WHAT IS REQUIRED: Please convert the lines starting at the one that contains "Give the mask of every instance of the navy" and ending with the one that contains "[[[28,26],[24,26],[24,34],[25,35],[25,52],[28,51]]]" into a JSON list of strings, one string per line, with blank lines left out.

====== EXCERPTED DATA

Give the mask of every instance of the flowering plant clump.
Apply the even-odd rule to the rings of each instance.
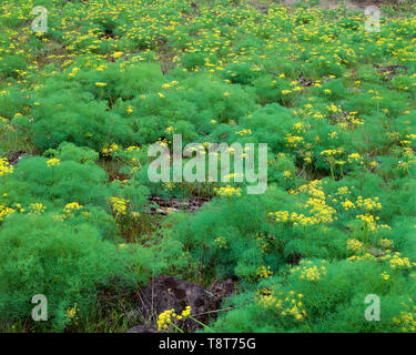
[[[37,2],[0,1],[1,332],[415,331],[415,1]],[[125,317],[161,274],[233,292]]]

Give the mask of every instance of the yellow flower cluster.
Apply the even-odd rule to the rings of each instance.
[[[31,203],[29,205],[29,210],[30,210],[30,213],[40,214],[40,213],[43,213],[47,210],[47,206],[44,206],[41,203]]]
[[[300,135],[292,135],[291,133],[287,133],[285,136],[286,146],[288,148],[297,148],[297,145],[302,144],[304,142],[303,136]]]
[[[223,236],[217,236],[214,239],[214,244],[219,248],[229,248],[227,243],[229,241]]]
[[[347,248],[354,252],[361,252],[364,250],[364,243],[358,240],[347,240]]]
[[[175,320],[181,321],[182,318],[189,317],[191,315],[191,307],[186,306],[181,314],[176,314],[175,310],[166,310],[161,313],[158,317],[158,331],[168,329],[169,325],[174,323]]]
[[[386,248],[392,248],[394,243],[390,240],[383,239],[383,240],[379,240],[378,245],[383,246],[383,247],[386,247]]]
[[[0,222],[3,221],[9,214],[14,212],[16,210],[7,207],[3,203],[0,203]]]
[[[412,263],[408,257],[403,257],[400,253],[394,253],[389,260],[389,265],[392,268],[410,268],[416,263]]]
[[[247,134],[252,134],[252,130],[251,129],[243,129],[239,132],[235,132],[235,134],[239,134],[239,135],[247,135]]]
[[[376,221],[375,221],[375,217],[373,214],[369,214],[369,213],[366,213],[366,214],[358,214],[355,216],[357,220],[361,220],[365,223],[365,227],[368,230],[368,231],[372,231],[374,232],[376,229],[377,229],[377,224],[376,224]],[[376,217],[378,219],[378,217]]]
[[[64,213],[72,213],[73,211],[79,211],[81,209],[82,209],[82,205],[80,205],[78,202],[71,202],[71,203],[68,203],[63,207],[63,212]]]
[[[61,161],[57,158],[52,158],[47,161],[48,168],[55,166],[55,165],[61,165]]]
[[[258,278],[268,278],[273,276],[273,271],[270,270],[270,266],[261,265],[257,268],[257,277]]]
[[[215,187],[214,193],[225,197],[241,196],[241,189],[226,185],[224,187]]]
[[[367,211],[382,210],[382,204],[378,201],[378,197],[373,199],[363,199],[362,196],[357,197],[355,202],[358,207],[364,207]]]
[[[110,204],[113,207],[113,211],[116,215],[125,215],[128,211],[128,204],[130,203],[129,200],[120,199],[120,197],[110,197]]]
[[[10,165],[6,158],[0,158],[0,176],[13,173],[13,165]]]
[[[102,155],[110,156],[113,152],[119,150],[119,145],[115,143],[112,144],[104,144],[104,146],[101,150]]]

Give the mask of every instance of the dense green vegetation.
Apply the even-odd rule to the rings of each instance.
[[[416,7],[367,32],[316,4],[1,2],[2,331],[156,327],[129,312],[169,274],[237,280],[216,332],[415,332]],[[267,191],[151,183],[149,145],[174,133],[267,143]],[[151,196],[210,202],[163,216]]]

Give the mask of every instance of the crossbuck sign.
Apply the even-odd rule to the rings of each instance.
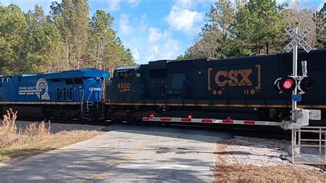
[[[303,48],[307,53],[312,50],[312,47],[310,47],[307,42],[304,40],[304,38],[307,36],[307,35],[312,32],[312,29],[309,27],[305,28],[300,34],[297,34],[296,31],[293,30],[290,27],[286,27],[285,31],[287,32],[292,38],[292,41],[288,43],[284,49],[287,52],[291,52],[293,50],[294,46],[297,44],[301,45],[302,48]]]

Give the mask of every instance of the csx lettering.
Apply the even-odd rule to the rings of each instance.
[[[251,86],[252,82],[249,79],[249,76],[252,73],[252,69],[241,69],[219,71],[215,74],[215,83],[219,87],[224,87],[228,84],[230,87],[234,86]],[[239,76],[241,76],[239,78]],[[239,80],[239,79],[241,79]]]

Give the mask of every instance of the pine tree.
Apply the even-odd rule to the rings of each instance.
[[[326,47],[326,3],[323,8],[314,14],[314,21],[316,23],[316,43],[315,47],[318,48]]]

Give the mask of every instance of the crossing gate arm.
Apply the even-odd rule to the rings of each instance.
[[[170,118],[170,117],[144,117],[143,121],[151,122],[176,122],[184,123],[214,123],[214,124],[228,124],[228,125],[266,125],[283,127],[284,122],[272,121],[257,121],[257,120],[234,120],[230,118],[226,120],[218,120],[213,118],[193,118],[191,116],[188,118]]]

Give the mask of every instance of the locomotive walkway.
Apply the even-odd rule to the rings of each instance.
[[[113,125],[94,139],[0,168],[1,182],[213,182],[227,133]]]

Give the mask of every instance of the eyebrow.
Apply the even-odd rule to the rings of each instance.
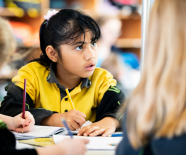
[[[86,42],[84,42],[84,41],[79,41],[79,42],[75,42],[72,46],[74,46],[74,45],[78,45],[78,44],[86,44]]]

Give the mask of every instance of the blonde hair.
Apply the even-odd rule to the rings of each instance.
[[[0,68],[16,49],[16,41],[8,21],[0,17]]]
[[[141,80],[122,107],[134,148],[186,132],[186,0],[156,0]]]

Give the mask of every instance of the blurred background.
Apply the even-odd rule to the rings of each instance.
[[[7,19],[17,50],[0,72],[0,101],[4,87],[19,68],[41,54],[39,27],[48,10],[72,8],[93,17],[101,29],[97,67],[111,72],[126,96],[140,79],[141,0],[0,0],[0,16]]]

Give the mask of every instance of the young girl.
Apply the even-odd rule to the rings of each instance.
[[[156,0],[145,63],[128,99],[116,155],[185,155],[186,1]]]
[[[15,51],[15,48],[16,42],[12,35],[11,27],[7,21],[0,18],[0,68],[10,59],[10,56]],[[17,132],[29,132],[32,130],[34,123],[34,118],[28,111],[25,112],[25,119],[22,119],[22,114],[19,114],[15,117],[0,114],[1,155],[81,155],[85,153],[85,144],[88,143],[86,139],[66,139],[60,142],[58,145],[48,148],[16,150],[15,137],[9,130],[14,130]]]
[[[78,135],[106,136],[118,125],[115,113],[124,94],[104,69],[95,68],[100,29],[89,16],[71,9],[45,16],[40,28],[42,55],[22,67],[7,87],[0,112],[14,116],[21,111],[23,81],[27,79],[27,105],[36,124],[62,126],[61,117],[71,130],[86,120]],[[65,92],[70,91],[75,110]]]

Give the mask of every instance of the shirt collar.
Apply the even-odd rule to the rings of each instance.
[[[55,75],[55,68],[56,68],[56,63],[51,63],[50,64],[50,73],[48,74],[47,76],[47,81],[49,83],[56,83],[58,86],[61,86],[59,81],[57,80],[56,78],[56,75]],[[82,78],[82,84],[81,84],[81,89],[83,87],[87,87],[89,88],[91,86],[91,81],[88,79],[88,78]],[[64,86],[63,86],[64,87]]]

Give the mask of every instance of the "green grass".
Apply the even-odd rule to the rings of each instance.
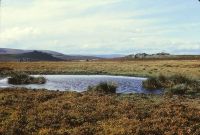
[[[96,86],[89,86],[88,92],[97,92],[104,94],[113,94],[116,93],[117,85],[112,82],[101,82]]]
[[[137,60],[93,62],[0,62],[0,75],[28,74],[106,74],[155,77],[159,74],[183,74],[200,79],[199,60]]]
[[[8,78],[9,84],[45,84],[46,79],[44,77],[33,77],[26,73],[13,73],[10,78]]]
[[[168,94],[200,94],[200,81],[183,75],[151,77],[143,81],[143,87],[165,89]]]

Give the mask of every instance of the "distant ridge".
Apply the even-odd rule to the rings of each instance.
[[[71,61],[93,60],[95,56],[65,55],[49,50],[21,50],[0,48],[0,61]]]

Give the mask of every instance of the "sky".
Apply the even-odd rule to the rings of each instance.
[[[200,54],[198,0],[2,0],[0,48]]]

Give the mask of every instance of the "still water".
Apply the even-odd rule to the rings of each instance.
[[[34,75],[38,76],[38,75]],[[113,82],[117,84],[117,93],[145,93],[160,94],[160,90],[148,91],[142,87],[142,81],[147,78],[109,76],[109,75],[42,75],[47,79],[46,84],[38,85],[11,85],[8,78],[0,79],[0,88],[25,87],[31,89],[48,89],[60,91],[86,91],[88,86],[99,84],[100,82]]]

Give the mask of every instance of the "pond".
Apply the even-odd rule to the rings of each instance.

============
====== EXCERPTED DATA

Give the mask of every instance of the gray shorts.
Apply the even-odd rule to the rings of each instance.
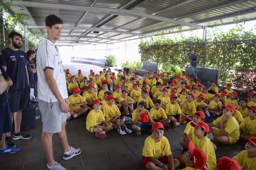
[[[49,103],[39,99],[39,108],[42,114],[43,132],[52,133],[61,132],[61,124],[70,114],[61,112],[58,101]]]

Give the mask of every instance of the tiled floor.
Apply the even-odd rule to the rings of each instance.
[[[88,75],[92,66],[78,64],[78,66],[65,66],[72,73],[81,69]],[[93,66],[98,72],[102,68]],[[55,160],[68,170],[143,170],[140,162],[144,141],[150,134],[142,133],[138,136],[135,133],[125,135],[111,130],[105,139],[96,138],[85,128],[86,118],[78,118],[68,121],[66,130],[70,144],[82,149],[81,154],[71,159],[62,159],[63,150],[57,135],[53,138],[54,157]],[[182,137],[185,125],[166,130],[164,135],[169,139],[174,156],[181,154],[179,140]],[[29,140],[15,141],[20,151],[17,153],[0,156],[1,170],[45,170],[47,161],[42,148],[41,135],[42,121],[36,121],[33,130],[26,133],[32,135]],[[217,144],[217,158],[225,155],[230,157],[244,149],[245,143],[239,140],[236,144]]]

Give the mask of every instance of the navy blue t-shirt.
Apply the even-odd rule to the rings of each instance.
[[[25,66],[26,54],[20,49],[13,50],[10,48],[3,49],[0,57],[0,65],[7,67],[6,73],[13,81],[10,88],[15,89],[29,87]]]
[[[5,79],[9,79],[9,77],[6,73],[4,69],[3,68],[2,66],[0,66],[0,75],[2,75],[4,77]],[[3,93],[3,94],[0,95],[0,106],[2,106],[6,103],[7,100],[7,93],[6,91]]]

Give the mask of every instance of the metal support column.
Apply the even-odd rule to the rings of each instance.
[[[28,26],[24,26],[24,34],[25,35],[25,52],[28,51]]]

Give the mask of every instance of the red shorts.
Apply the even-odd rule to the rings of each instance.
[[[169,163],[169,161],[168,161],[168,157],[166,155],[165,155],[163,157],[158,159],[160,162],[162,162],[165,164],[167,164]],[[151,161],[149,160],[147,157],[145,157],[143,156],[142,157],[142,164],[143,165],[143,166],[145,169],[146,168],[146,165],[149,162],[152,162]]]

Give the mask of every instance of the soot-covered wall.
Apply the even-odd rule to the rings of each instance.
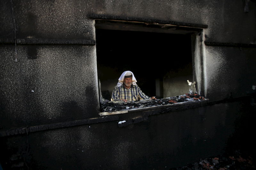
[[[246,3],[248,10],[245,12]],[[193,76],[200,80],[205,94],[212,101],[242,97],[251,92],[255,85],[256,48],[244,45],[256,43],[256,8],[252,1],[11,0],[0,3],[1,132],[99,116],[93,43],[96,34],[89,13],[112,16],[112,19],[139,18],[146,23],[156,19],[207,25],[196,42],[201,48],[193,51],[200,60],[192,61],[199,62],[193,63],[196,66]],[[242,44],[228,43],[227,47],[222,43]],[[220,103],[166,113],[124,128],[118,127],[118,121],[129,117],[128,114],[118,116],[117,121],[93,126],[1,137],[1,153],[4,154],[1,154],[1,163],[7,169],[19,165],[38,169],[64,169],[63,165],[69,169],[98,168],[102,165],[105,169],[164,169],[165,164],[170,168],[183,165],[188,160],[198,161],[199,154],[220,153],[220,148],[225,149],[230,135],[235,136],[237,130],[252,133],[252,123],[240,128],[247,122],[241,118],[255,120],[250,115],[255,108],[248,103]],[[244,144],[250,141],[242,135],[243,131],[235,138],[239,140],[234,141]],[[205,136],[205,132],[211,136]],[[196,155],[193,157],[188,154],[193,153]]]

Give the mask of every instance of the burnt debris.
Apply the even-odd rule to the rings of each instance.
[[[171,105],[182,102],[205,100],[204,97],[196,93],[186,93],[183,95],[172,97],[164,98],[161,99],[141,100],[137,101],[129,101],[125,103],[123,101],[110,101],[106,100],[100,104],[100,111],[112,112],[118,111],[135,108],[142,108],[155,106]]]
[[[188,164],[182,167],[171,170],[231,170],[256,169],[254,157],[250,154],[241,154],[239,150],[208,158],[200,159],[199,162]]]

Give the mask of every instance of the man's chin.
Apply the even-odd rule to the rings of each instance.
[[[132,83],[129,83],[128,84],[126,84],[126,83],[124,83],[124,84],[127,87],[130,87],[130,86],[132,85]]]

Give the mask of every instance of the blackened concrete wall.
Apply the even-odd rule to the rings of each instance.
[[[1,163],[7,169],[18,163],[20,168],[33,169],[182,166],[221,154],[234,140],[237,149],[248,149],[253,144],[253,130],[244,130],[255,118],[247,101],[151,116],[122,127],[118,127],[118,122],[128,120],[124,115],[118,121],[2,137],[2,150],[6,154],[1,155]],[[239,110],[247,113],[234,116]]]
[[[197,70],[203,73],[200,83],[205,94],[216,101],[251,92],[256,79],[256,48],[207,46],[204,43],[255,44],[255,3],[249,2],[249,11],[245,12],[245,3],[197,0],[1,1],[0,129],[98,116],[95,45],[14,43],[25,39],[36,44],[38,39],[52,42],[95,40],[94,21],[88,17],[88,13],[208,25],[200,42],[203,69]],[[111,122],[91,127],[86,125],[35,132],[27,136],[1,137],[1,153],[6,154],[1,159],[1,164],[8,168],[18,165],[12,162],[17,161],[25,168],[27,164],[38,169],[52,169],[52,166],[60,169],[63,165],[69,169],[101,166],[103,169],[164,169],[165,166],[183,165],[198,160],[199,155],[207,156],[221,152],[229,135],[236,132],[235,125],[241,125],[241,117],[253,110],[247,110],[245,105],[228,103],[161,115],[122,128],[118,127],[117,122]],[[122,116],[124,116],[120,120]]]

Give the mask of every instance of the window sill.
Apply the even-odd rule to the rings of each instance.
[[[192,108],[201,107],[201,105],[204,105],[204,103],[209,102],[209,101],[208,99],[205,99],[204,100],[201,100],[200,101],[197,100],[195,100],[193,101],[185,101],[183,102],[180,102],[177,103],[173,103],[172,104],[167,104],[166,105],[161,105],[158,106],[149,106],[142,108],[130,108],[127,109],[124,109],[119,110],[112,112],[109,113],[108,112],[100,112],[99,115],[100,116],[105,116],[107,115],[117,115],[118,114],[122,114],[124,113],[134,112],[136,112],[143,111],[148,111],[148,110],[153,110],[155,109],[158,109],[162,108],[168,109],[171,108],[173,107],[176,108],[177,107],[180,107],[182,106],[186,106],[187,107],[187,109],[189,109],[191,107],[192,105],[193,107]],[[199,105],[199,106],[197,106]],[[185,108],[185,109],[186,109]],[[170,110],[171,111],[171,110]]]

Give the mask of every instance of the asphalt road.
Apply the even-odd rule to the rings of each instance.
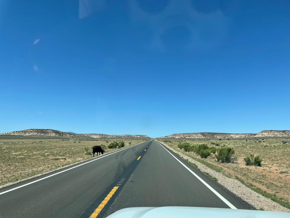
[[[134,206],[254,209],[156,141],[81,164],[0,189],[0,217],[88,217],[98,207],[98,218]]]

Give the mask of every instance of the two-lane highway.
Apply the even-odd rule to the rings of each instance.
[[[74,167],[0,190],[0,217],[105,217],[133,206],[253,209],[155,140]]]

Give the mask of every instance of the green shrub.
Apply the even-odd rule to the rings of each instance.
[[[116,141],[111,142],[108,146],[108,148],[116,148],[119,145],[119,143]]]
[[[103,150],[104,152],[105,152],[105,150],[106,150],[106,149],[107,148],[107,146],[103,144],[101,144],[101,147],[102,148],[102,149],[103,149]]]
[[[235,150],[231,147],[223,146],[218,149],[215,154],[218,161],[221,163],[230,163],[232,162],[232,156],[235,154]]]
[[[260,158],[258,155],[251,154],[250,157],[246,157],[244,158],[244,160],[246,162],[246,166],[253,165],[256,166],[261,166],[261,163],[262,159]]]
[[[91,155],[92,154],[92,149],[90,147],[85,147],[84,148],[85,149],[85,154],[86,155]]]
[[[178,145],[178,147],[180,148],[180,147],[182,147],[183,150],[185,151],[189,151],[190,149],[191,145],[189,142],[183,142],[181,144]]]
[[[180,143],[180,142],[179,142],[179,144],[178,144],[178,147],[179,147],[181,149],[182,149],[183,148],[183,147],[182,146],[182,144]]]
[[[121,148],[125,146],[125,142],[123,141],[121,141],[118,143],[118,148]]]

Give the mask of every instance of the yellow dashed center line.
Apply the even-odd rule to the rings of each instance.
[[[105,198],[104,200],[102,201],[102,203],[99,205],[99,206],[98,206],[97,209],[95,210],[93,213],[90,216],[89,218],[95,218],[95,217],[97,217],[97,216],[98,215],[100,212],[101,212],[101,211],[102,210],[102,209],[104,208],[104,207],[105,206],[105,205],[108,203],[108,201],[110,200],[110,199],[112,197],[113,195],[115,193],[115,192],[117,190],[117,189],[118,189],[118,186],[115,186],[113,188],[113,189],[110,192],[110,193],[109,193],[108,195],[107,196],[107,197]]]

============
====== EXCERPTED DATA

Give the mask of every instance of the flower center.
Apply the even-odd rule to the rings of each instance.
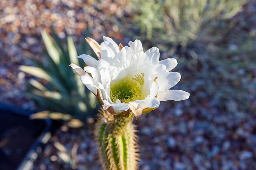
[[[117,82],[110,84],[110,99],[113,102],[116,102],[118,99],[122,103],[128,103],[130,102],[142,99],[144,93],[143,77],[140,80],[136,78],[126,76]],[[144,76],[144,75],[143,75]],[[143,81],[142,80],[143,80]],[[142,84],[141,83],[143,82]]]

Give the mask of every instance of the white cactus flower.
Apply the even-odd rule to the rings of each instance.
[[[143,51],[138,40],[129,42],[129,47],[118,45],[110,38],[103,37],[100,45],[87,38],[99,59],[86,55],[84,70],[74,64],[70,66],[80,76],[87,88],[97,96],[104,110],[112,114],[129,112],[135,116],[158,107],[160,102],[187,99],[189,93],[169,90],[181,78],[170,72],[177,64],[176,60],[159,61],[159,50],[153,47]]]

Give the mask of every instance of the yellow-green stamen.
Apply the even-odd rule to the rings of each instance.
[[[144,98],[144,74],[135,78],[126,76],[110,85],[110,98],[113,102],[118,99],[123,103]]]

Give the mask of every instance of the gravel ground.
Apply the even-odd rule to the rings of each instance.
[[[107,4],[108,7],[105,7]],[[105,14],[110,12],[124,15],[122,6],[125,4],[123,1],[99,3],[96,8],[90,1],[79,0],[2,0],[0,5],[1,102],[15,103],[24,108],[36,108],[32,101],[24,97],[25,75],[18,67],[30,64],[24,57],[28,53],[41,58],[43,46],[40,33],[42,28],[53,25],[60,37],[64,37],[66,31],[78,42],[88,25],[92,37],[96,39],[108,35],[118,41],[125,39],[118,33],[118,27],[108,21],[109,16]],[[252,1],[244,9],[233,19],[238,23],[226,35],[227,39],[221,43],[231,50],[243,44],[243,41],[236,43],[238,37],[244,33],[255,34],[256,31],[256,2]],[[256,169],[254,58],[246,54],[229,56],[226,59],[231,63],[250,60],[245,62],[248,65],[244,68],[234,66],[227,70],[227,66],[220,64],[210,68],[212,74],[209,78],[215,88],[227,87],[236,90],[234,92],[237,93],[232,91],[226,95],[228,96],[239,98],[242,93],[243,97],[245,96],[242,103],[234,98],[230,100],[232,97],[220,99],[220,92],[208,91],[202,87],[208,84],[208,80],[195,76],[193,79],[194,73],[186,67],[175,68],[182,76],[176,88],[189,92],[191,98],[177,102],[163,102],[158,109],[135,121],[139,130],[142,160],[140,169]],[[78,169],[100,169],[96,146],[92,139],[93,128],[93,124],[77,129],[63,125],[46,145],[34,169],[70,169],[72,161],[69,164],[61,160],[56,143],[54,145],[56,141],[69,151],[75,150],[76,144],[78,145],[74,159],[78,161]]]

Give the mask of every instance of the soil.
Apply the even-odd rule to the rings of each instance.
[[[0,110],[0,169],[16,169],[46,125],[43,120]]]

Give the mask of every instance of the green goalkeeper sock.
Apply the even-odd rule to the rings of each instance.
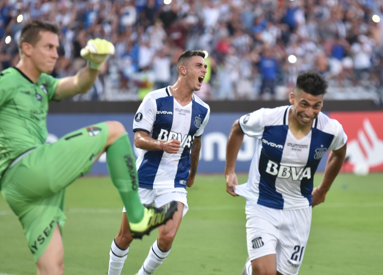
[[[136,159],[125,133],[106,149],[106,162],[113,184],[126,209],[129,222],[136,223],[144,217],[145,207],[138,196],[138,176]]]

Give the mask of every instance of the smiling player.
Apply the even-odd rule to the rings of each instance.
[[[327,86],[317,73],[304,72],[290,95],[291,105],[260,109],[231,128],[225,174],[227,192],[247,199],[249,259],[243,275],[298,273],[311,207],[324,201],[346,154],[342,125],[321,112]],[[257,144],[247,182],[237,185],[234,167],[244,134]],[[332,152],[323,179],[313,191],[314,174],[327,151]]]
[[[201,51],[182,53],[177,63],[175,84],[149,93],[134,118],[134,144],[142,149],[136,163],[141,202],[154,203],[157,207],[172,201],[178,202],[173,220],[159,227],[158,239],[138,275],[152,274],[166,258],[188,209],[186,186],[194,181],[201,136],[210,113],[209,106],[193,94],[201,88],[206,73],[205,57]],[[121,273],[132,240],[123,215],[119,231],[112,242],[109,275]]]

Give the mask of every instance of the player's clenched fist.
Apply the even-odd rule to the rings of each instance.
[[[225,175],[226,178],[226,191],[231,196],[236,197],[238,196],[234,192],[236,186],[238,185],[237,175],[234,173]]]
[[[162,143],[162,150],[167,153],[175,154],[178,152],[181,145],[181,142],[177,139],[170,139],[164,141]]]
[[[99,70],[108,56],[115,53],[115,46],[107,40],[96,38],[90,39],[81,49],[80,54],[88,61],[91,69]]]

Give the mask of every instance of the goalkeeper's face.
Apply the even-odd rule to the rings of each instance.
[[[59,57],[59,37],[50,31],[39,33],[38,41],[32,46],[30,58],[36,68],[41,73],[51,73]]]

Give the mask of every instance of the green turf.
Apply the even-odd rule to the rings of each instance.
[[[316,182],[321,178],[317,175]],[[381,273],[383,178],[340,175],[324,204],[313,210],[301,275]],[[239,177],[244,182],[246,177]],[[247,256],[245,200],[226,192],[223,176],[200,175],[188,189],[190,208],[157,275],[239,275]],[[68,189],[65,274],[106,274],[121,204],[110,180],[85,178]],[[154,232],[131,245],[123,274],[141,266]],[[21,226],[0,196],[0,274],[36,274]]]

============

THE OUTPUT:
[
  "Give the mask of every instance of the navy blue t-shirt.",
  "Apply the even-odd rule to the rings of each instance.",
  "[[[25,66],[26,54],[20,49],[13,50],[10,48],[3,49],[0,57],[0,65],[7,67],[6,73],[13,81],[10,88],[15,89],[29,87]]]",
  "[[[5,79],[9,79],[9,77],[6,73],[4,69],[3,68],[2,66],[0,66],[0,75],[2,75],[4,77]],[[3,93],[3,94],[0,95],[0,106],[2,106],[6,103],[7,100],[7,93],[6,91]]]",
  "Give the mask of every instance of the metal support column.",
  "Apply the even-odd rule to the rings of each instance.",
  "[[[28,26],[24,26],[24,34],[25,35],[25,52],[28,51]]]"
]